= Required work =
When you reach the line containing "Mark one point per instance of the man's", repeat it and every line after it exactly, stopping only at the end of the listing.

= Source data =
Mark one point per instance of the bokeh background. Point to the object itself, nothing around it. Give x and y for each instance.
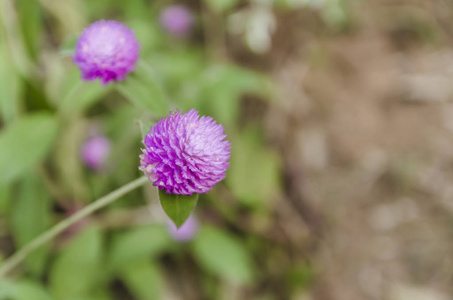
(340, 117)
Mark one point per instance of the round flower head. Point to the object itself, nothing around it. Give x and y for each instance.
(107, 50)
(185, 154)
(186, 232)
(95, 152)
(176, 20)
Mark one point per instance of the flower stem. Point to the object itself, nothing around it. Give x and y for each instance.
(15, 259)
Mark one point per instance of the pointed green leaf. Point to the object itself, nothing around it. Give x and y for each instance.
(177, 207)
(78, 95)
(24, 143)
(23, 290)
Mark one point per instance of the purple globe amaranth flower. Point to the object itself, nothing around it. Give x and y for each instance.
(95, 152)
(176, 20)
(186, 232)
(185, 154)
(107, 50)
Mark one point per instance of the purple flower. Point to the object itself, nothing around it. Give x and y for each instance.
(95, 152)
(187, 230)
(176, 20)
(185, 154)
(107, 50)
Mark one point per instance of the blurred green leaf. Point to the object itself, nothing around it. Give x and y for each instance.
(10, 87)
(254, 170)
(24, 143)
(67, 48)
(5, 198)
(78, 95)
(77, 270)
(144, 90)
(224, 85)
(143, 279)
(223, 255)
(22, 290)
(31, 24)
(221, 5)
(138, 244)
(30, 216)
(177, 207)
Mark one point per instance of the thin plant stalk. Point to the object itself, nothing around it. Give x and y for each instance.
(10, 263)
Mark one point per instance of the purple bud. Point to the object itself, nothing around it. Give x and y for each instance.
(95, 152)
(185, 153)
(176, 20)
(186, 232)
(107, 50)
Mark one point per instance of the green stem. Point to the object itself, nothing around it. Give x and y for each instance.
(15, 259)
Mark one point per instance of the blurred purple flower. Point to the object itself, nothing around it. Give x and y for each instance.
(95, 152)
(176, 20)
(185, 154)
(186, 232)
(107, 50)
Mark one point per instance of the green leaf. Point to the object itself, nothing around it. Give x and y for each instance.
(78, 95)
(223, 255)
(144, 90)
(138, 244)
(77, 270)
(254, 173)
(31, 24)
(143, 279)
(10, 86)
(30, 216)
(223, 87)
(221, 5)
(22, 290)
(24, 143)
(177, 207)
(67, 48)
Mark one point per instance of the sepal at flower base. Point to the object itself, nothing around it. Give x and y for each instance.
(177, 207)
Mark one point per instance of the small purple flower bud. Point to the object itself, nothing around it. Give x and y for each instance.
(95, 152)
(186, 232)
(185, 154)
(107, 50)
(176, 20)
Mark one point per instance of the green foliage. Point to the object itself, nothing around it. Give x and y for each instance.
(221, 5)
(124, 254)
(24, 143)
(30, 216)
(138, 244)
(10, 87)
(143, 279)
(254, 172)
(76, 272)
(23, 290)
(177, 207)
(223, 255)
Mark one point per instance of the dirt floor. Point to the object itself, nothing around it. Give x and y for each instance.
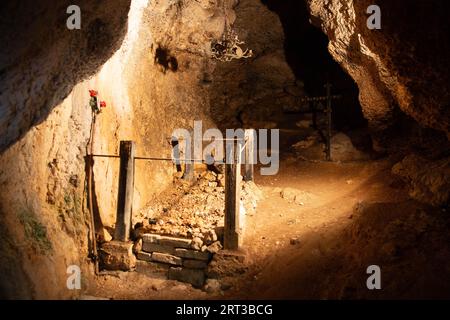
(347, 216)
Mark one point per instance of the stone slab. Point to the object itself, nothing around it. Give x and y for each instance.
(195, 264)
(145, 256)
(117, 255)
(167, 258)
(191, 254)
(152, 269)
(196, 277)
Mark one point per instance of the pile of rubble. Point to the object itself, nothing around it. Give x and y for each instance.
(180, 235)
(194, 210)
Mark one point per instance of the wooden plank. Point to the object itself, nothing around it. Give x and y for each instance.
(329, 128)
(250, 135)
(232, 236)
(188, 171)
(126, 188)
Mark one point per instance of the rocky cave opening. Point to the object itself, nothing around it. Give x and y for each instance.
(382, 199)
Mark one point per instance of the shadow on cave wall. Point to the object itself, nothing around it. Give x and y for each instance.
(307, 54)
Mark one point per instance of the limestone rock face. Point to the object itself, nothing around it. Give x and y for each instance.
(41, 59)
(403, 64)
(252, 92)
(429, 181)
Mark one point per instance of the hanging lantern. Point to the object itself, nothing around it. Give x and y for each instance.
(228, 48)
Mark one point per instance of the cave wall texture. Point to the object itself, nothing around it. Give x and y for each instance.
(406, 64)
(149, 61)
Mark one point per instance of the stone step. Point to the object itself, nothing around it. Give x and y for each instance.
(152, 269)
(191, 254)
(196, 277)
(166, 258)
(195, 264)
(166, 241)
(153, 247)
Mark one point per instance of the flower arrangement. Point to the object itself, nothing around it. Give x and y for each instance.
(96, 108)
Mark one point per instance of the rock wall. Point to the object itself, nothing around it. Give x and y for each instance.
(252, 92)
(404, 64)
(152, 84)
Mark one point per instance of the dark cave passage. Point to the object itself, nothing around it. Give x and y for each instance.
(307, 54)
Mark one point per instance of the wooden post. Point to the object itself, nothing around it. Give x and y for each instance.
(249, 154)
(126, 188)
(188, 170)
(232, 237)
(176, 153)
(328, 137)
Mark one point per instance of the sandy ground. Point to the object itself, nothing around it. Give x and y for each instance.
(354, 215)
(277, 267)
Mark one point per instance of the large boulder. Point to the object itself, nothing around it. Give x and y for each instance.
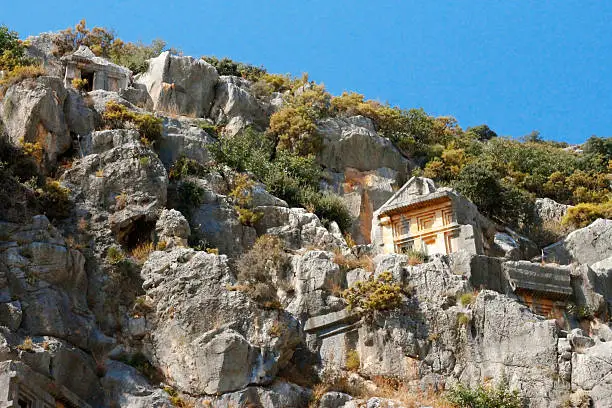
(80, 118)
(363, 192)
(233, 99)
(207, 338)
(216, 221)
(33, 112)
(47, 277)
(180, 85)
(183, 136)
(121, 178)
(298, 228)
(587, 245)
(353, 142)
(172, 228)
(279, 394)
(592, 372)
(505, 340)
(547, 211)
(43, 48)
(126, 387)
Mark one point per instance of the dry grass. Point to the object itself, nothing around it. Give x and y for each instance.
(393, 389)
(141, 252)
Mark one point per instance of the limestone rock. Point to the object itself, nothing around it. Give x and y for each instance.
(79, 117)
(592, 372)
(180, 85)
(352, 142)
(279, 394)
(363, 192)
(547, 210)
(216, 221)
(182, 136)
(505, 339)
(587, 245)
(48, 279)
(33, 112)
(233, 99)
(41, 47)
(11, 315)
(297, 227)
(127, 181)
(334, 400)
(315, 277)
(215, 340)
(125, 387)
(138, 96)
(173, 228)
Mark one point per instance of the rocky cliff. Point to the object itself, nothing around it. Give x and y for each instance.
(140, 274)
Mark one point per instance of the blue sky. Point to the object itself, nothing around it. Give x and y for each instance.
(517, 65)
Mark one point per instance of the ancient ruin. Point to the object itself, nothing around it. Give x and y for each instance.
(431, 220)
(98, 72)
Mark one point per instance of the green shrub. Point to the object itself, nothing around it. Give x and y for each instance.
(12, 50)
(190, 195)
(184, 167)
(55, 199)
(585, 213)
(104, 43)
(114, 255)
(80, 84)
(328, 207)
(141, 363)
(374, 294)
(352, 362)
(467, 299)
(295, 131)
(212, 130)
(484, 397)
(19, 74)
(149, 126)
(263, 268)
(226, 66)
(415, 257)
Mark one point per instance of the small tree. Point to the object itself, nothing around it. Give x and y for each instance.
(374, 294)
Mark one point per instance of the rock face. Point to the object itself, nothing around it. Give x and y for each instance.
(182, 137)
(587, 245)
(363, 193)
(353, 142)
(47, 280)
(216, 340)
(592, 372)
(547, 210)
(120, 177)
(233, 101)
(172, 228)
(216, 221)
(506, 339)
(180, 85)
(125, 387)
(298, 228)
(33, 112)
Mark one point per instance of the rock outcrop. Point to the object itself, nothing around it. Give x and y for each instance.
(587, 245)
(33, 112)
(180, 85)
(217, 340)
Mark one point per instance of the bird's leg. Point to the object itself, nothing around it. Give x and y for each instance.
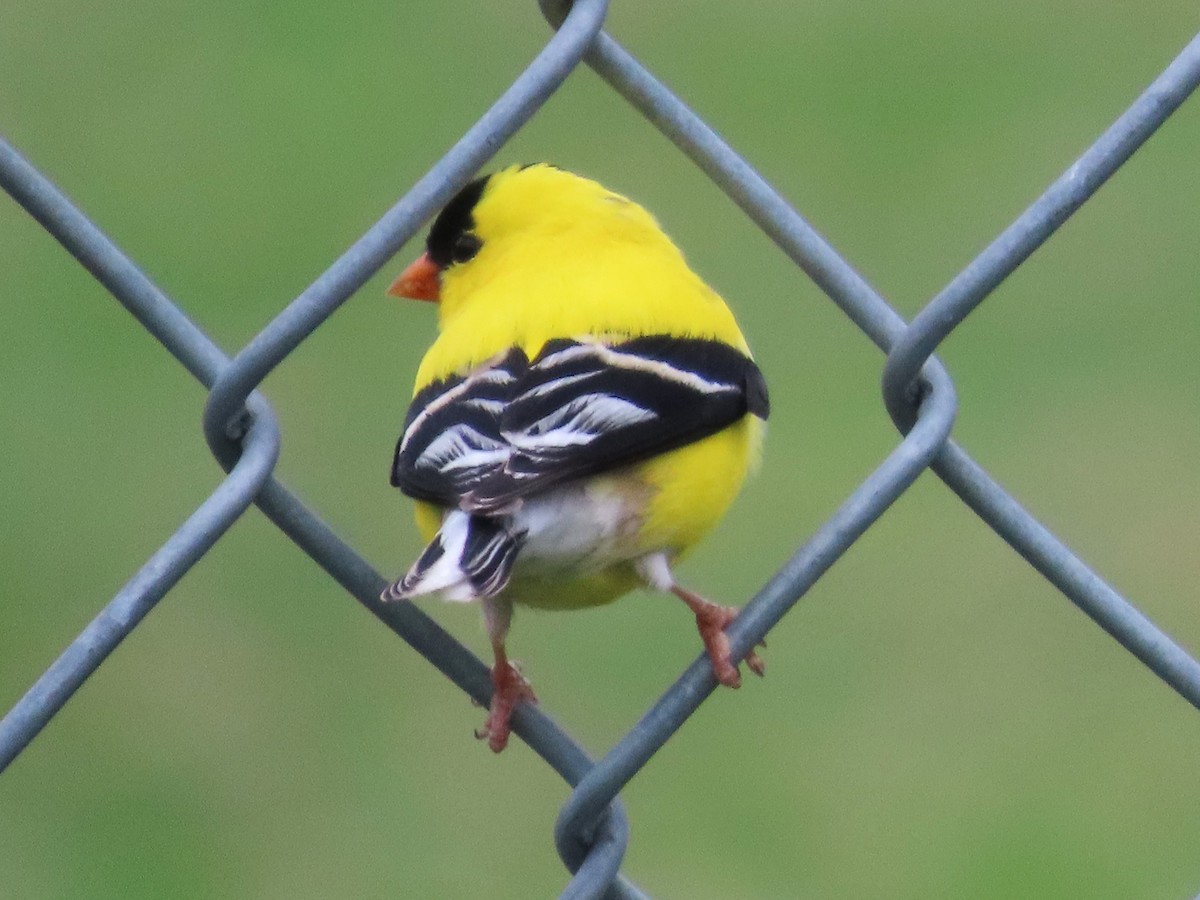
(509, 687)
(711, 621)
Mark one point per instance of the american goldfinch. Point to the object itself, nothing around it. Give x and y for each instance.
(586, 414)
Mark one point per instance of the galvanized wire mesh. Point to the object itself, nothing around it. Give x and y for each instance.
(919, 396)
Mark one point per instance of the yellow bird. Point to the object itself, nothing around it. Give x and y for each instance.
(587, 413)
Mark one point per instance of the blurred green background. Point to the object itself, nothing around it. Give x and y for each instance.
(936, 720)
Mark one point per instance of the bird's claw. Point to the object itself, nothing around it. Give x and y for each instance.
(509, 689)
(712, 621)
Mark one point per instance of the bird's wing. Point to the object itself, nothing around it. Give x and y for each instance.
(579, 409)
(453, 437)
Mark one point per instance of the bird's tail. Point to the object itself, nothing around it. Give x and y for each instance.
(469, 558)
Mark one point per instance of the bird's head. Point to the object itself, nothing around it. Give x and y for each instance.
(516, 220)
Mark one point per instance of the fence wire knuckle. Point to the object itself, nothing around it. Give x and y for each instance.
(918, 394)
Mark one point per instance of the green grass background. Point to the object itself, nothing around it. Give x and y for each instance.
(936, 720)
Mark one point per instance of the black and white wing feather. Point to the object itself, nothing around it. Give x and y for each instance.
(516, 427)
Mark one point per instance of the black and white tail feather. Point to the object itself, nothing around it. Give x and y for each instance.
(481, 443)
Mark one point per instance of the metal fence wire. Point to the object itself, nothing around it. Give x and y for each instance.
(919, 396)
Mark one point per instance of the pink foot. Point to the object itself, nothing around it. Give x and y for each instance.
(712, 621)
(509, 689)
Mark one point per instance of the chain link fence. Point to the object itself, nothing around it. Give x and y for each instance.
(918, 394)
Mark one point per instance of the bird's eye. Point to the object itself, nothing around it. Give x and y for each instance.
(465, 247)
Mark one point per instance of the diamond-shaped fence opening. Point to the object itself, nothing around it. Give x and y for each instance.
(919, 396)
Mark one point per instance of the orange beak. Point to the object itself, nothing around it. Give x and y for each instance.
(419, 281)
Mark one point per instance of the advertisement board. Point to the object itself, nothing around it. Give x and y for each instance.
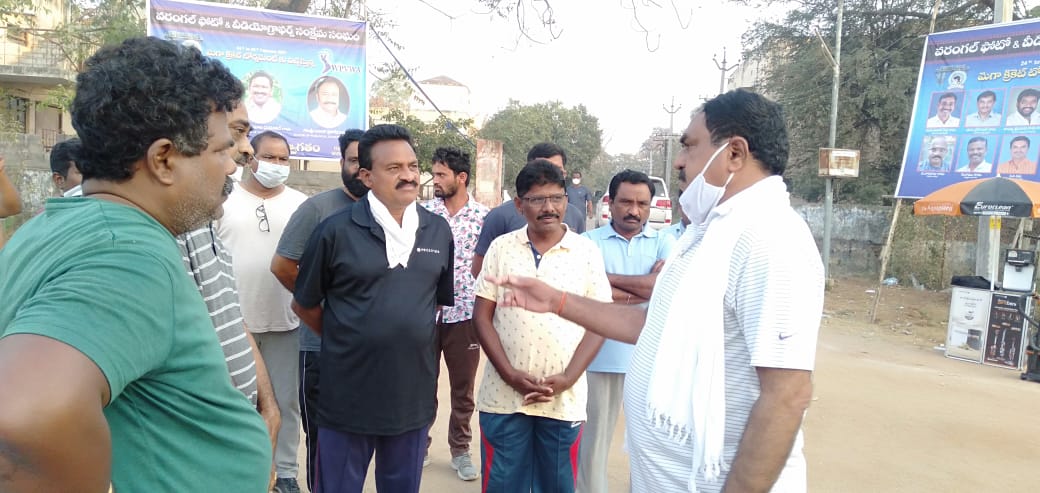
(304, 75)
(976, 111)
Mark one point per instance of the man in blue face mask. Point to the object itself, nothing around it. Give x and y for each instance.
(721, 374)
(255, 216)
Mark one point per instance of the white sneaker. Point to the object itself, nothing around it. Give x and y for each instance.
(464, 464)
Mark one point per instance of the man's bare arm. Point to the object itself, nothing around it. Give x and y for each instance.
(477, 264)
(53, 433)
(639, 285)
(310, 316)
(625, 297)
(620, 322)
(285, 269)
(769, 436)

= Result of the exercise =
Mark one point per instance of the man's bare arm. Point to the object itself, nothing around it. Give x and y for each instance.
(477, 264)
(53, 433)
(639, 285)
(310, 316)
(625, 297)
(620, 322)
(285, 269)
(769, 436)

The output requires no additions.